Documento de origem.
★ ★ ★
Foi na região que ganharam proeminência lideranças da facção paulista como André do Rap, que está foragido há mais de dois anos. Ele é considerado o sucessor de Gegê do Mangue, morto em conflito interno do PCC em 2018.
“Quando o grupo de Marcola [principal líder da facção] assume, em 2004, as bocas da Baixada Santista, o PCC vai, entre 2007 e 2008, avançar pela América do Sul e acessar mercados produtores de droga, principalmente Bolívia e Paraguai, e, com o passar do tempo, Colômbia e Peru”, diz Paes Manso.
Esse problema não é exclusivo da Baixada Santista, e se repete em outras regiões no entorno e portos que têm tavas elevadas de mortes violentas como ocorre no Sul do Brasil.
Segundo dados do 17º Anuário Brasileiro de Segurança Pública, disputas de facções pelo controle de portos como Paranaguá, no Paraná, e Itajaí, em Santa Catarina, resultam em grande parte no aumento da violência nas cidades do entorno.
★ ★ ★
[Entradas de dados salvas]
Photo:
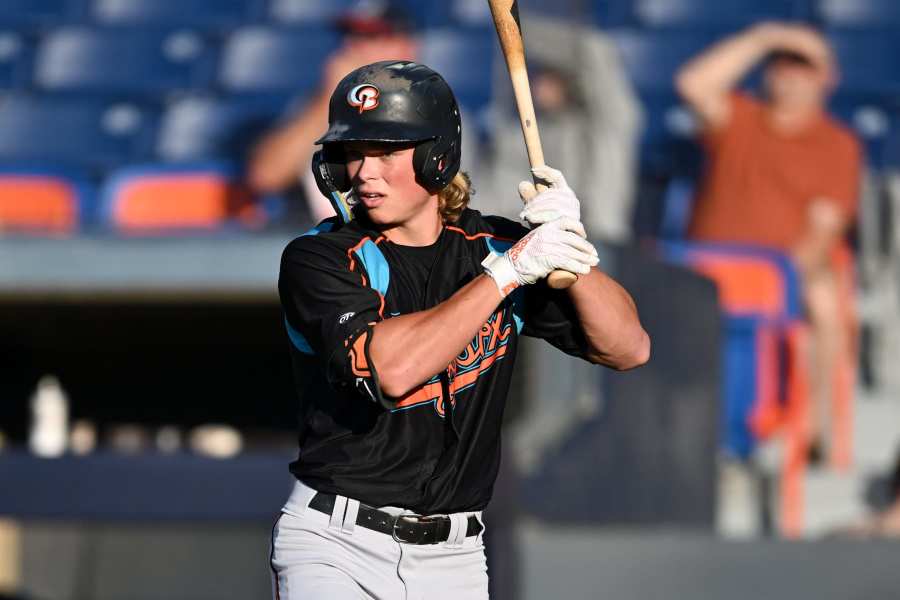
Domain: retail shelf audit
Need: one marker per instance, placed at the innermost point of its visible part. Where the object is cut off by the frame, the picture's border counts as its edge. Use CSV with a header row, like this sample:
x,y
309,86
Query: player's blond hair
x,y
454,198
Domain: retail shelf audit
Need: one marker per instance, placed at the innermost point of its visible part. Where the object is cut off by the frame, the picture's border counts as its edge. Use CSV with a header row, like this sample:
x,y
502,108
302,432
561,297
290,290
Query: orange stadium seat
x,y
159,199
759,292
43,203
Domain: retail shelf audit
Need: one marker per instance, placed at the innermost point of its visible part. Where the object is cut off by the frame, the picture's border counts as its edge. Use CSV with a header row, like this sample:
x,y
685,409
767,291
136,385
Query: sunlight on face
x,y
383,178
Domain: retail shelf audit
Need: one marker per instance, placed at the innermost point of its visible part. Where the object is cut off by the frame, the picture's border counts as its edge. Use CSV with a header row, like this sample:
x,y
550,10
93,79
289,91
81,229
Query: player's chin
x,y
380,215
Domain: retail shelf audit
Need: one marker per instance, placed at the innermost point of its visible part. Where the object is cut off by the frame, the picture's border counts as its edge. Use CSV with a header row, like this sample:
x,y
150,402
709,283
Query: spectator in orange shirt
x,y
781,173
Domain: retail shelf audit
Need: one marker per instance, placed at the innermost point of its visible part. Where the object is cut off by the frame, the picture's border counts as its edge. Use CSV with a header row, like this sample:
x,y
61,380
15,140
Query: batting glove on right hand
x,y
559,244
555,202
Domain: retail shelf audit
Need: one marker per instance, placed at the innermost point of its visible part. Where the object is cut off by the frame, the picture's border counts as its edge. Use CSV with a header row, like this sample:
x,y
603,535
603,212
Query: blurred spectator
x,y
589,119
781,173
883,524
280,162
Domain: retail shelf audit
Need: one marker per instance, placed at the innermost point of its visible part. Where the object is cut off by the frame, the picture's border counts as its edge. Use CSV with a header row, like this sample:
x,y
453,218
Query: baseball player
x,y
403,324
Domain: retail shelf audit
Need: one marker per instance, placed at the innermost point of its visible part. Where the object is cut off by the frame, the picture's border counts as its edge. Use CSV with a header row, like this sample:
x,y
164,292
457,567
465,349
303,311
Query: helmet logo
x,y
364,96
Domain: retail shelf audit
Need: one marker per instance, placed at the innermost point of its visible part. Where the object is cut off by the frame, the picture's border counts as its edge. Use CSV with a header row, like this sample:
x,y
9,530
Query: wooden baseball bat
x,y
506,20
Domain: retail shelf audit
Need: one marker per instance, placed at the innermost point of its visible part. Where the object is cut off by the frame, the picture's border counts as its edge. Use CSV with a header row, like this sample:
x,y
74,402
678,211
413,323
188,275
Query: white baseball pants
x,y
315,556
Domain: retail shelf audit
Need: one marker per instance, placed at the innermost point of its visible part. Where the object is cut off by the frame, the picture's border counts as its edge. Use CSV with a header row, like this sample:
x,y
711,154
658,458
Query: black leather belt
x,y
408,529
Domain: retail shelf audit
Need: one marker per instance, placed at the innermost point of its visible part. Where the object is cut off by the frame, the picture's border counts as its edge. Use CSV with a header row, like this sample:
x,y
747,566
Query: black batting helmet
x,y
392,101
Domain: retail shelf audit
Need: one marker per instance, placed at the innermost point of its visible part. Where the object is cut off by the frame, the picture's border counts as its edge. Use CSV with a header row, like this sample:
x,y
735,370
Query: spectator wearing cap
x,y
280,161
781,173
★ ★ ★
O que fazer.
**1)** De acordo com o trecho sobre o PCC, há quanto tempo André do Rap está foragido?
**2)** Edite o trecho sobre o PCC: reproduza tudo de "Foi na região" até "diz Paes Manso.", trocando "proeminência" por "destaque".
Os registros não têm nenhum papel nesta atividade.

Respostas dadas.
**1)** Há mais de dois anos.

**2)**
Foi na região que ganharam destaque lideranças da facção paulista como André do Rap, que está foragido há mais de dois anos. Ele é considerado o sucessor de Gegê do Mangue, morto em conflito interno do PCC em 2018.
“Quando o grupo de Marcola [principal líder da facção] assume, em 2004, as bocas da Baixada Santista, o PCC vai, entre 2007 e 2008, avançar pela América do Sul e acessar mercados produtores de droga, principalmente Bolívia e Paraguai, e, com o passar do tempo, Colômbia e Peru”, diz Paes Manso.